Return all of the data below word for word, leaving out the picture.

◇ ◇ ◇ ◇ ◇ ◇ ◇

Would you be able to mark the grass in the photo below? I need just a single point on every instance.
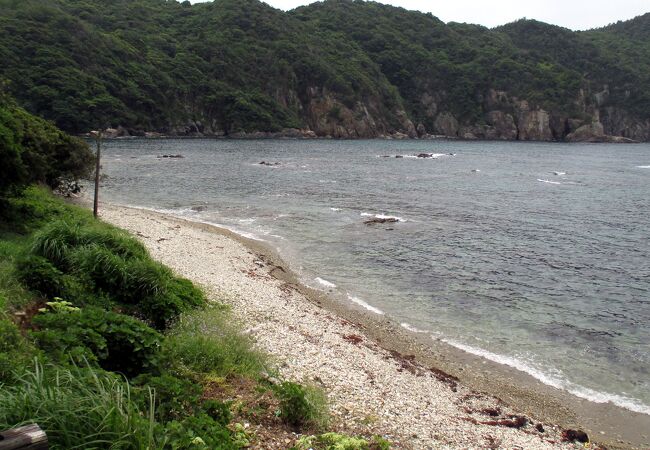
(78, 408)
(208, 342)
(60, 367)
(13, 295)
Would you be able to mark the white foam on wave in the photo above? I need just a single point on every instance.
(383, 216)
(411, 328)
(325, 283)
(365, 305)
(548, 181)
(555, 381)
(430, 156)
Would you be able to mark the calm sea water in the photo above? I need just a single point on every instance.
(534, 255)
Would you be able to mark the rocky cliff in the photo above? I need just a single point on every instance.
(338, 68)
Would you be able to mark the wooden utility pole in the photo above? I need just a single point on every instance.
(98, 136)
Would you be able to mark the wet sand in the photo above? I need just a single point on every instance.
(379, 375)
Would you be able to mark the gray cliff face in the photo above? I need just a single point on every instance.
(510, 118)
(504, 118)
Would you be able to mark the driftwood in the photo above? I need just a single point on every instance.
(29, 437)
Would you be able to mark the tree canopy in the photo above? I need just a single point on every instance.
(240, 65)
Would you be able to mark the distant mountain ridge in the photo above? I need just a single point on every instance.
(338, 68)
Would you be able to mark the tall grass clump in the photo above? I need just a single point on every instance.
(78, 408)
(207, 341)
(114, 264)
(13, 292)
(56, 240)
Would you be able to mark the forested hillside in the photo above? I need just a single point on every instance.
(339, 68)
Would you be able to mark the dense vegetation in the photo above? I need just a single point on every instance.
(34, 151)
(231, 65)
(106, 348)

◇ ◇ ◇ ◇ ◇ ◇ ◇

Response —
Would you be able to mark the grass in the photo below? I need just a single point on every instance.
(78, 408)
(208, 342)
(60, 367)
(13, 295)
Would you be able to mark the white foam on wave in the photo above? I need just a single point on every instance.
(383, 216)
(411, 328)
(325, 283)
(365, 305)
(548, 181)
(555, 381)
(430, 156)
Would you be able to mark the calm sea water in the photo above? I need just a single point on every instance.
(534, 255)
Would you be able to mark the rocky cliff in the photo above? I need just a single point on every instance.
(338, 68)
Would you be able to mark the wooden utility pole in the photo above? I need just a single point on every instance.
(98, 136)
Would you be able to mark the wet sand in the photo above? I need just a single point on every instance.
(379, 375)
Would you be able to mark the gray cliff face in the photo above? I need just a single point on every instance.
(510, 118)
(504, 118)
Would you be able to mark the driftwood in the photo above? I need just a single point on every instance.
(29, 437)
Would you be able to mark the tree canopy in the photo above? I need just a single point on every instance.
(240, 65)
Would you be able to mark the distant mountain ridge in the photo above? I need just a single point on every instance.
(338, 68)
Would you be able to mark the tall grass clump in the photo above? I need just a single point on every instance.
(78, 408)
(207, 341)
(114, 264)
(13, 292)
(56, 240)
Would you be able to mark the forested hillside in the photo above? I need just a single point on every instance.
(339, 68)
Would you be able to mark the dense vegetation in the photo above? I need just a single point on every instance.
(34, 151)
(231, 65)
(106, 348)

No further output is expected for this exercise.